Natural language region descriptions:
=== Begin Enclosure ===
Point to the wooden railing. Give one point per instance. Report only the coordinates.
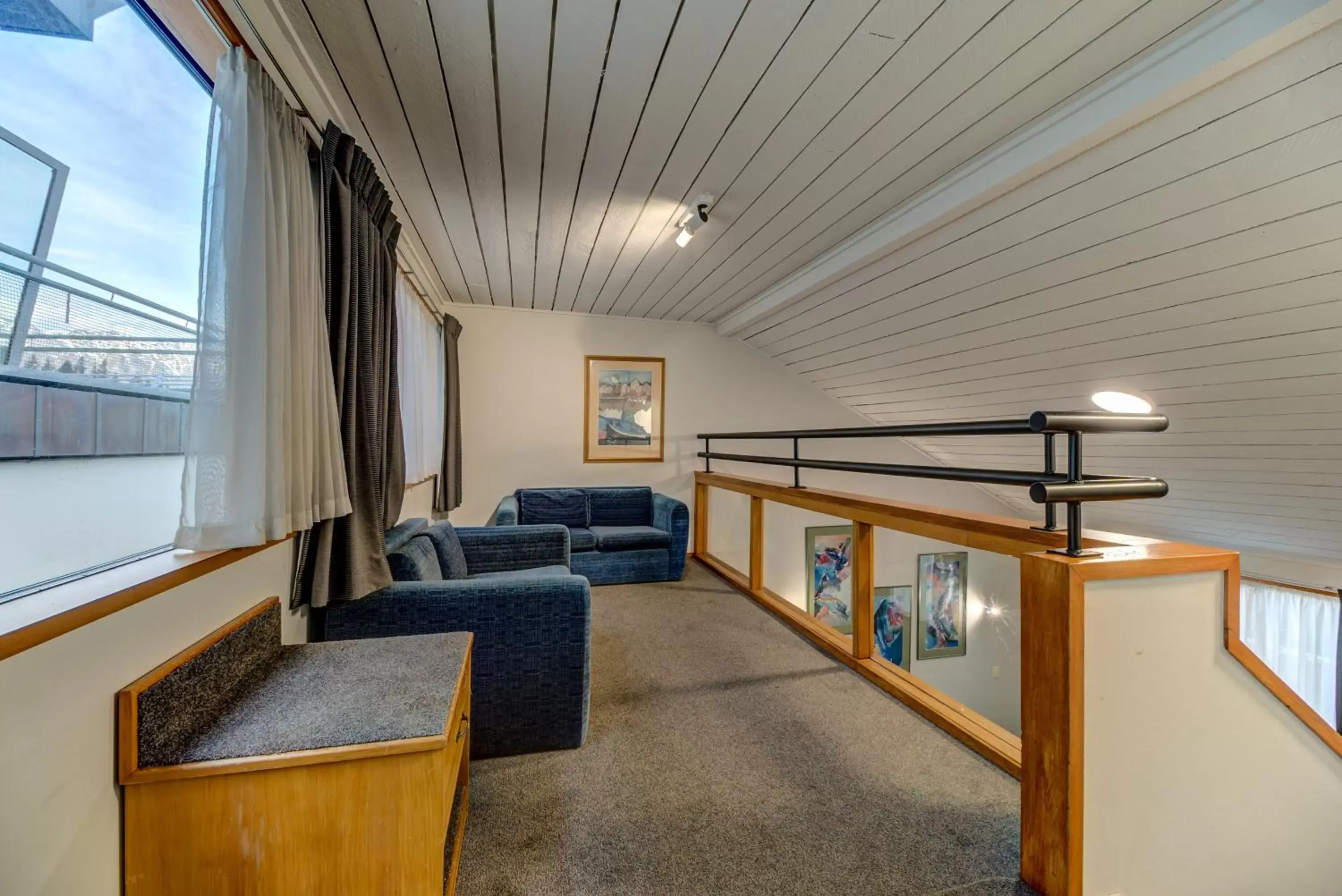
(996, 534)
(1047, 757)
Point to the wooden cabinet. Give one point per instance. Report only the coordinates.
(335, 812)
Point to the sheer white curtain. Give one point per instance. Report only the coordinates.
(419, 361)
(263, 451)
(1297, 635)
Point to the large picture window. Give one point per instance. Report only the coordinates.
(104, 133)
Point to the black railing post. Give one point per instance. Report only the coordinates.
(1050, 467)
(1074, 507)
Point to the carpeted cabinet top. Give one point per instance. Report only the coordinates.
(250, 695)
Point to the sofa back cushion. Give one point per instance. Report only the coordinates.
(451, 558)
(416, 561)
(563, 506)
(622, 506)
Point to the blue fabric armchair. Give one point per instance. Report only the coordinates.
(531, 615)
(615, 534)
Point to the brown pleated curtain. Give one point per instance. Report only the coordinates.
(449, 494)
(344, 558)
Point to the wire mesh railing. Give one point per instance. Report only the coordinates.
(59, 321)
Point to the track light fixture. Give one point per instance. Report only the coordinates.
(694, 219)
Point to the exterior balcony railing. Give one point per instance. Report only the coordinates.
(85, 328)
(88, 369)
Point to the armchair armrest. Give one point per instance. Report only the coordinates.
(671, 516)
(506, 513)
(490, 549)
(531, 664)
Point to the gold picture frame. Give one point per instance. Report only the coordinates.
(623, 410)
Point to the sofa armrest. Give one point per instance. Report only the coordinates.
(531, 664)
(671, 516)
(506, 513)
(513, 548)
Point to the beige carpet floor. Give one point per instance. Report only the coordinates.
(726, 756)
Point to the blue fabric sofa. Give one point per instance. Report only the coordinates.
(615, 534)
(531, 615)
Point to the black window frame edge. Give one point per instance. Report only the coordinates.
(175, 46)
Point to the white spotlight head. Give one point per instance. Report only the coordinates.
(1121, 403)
=== End Enclosure ===
[To do] Beginning with the line that holds "Point to the track", restate word for word every line down to the end of the data, and only those lines.

[Answer to this problem]
Point to the track light fixture. Give one point per instance. Report only the coordinates.
(694, 219)
Point to the exterior balcony railing. Give one point per instance. Report only the coordinates.
(85, 328)
(88, 369)
Point to the armchair armrest. Give one point per instance. Report only the coordinates.
(671, 516)
(506, 513)
(490, 549)
(531, 664)
Point to the gold picture frame. Give one point per instance. Report only the coordinates.
(623, 410)
Point to the sofa armrest. Give one point per instance. Report only the coordinates.
(531, 664)
(671, 516)
(506, 513)
(513, 548)
Point to the beige carpet floor. Give one point per instance. Report only the coordinates.
(726, 756)
Point to the blue fabric sofa. Give one point per instance. Report only the coordinates.
(615, 534)
(531, 615)
Point to the black window frame edge. Give one point per instance. Report only the coordinates.
(175, 46)
Point to the white spotlight head. Give one point per instance. Report only the coordinates.
(1121, 403)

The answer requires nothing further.